> **WORK TO BE COMPLETED**:
The reply should return the data in full, exactly as written.

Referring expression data
- - - - -

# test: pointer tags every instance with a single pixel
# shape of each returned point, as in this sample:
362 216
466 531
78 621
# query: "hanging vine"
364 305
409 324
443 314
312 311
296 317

- - - - -

> **EXERCISE ANSWER**:
# test: pointer tags every instance with a single pixel
# shape of each returned point, as in this sample:
362 216
466 531
78 621
# query: "hanging vine"
364 305
409 324
443 314
312 311
296 317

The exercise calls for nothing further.